** Extrait **
========================
Le nom d’Émile Souvestre reste très attaché à la Bretagne. Il est surtout connu pour ses œuvres régionalistes : Les Derniers Bretons, les recueils de contes et légendes (Le Foyer breton, contes et récits populaires) ou les ouvrages historiques (Scènes de la Chouannerie). Né à Morlaix en 1806 et mort en 1854, Émile Souvestre est un auteur engagé. Il participe aux grands mouvements de lutte politique de son époque, que ce soit les Journées de Juillet 1830, contre Charles X, ou la Révolution de 1848 et co-dirige une école fondée sur la méthode Jacotot qui affirme que tout le monde est en capacité d'apprendre et que le maître ne doit que diriger et soutenir l'attention de l'élève. Souvestre est porté par l'utopie sociale et influencé par le saint-simonisme. Sa seconde épouse, Angélique Anne Papot, participe à l'émergence d'un mouvement féministe.
========================
** Entrées du listing **
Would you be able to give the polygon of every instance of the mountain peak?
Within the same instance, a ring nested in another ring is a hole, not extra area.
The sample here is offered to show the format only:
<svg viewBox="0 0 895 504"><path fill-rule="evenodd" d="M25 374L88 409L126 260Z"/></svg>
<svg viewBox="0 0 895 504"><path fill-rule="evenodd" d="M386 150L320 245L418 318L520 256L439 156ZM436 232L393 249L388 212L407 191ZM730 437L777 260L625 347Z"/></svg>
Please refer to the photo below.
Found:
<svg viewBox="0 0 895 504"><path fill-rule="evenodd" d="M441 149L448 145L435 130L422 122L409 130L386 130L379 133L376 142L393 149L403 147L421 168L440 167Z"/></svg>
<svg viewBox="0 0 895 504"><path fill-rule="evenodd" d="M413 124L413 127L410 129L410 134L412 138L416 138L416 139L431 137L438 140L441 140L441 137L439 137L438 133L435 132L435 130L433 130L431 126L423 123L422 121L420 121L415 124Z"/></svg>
========================
** Consigne 1 **
En quelle année Émile Souvestre est-il né, d'après l'extrait sur Émile Souvestre ?
** Consigne 2 **
Modifiez le passage de l'extrait sur Émile Souvestre qui s'ouvre sur les mots « Le nom d’Émile » et s'achève sur « d'un mouvement féministe. », en remplaçant « seconde épouse » par « deuxième épouse ».

** Réponse rédigée 1 **
Il est né en 1806.

** Réponse rédigée 2 **
Le nom d’Émile Souvestre reste très attaché à la Bretagne. Il est surtout connu pour ses œuvres régionalistes : Les Derniers Bretons, les recueils de contes et légendes (Le Foyer breton, contes et récits populaires) ou les ouvrages historiques (Scènes de la Chouannerie). Né à Morlaix en 1806 et mort en 1854, Émile Souvestre est un auteur engagé. Il participe aux grands mouvements de lutte politique de son époque, que ce soit les Journées de Juillet 1830, contre Charles X, ou la Révolution de 1848 et co-dirige une école fondée sur la méthode Jacotot qui affirme que tout le monde est en capacité d'apprendre et que le maître ne doit que diriger et soutenir l'attention de l'élève. Souvestre est porté par l'utopie sociale et influencé par le saint-simonisme. Sa deuxième épouse, Angélique Anne Papot, participe à l'émergence d'un mouvement féministe.